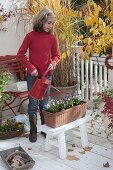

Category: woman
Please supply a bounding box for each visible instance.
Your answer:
[17,8,60,142]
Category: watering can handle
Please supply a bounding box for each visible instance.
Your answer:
[42,69,50,78]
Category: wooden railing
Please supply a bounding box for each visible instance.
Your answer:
[76,47,113,100]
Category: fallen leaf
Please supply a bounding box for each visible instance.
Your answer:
[67,155,80,161]
[27,148,32,150]
[68,149,73,152]
[103,162,110,167]
[83,147,92,151]
[72,144,75,147]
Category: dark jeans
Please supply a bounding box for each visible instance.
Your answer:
[27,74,52,115]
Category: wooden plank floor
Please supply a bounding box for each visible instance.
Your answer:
[0,109,113,170]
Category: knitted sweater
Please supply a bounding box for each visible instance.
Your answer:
[17,31,60,76]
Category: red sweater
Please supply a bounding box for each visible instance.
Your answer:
[17,31,60,76]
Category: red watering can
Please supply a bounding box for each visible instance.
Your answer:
[29,70,51,100]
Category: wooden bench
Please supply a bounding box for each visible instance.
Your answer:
[39,115,91,159]
[0,55,28,115]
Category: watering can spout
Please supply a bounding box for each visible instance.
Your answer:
[29,70,51,100]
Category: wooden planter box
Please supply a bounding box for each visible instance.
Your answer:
[42,102,87,128]
[0,130,23,140]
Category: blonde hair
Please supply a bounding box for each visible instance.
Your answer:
[33,7,56,32]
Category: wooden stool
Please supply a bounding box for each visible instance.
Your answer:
[39,115,91,159]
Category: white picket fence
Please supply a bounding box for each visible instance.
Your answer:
[76,47,113,100]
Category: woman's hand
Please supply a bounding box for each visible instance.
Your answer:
[31,69,38,76]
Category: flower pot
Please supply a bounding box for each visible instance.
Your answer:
[51,84,77,100]
[42,102,87,128]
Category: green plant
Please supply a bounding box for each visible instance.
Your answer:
[47,96,83,113]
[0,119,24,132]
[0,68,11,110]
[16,0,81,87]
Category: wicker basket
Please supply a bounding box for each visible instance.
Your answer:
[0,130,23,140]
[42,102,87,128]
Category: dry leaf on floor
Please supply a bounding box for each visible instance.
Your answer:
[103,162,110,167]
[83,147,92,151]
[67,155,79,161]
[68,149,73,152]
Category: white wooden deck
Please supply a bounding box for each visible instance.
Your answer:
[0,110,113,170]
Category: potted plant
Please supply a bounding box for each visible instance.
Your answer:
[78,0,113,59]
[0,119,24,139]
[43,95,87,128]
[93,89,113,137]
[16,0,81,97]
[0,68,12,125]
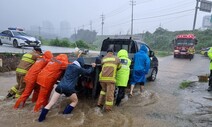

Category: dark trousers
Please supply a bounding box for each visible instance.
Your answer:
[208,70,212,87]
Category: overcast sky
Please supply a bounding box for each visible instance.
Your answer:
[0,0,211,34]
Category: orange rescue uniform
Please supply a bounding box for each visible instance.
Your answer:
[14,51,53,109]
[34,54,68,112]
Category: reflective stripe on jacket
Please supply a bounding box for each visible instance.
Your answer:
[99,53,120,83]
[116,49,131,87]
[16,50,40,75]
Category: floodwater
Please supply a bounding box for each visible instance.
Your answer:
[0,55,212,127]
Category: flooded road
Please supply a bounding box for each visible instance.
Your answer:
[0,55,212,127]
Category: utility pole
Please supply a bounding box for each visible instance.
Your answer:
[130,0,136,37]
[101,14,105,35]
[38,26,41,38]
[193,0,200,30]
[90,21,92,31]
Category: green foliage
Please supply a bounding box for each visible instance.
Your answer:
[180,81,191,89]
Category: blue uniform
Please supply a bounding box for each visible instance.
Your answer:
[55,63,94,97]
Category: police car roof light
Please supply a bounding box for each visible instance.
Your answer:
[8,27,24,31]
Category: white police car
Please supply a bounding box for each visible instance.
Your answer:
[0,28,41,48]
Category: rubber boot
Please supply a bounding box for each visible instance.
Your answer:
[38,108,49,122]
[63,105,74,114]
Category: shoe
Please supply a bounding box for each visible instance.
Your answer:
[63,104,74,114]
[207,86,212,92]
[97,104,103,109]
[38,108,49,122]
[128,94,133,98]
[105,106,112,112]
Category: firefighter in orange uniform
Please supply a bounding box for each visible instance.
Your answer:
[6,47,42,98]
[34,54,68,112]
[14,51,53,109]
[97,48,120,112]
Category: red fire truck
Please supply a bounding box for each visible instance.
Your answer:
[173,34,197,58]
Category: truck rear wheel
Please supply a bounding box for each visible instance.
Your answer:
[92,66,100,98]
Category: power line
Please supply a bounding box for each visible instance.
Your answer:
[134,9,194,20]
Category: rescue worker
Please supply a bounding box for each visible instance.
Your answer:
[208,47,212,92]
[34,54,68,112]
[14,51,53,109]
[129,45,150,97]
[188,46,195,61]
[74,47,82,58]
[38,57,96,122]
[97,48,120,112]
[6,47,42,98]
[115,49,131,106]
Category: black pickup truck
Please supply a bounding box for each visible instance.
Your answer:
[74,38,158,98]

○ ○ ○

> [Problem to work on]: Copy out each line of the data above that contains the word "floor".

> [Written response]:
Category: wooden plank floor
Category: dry leaf on floor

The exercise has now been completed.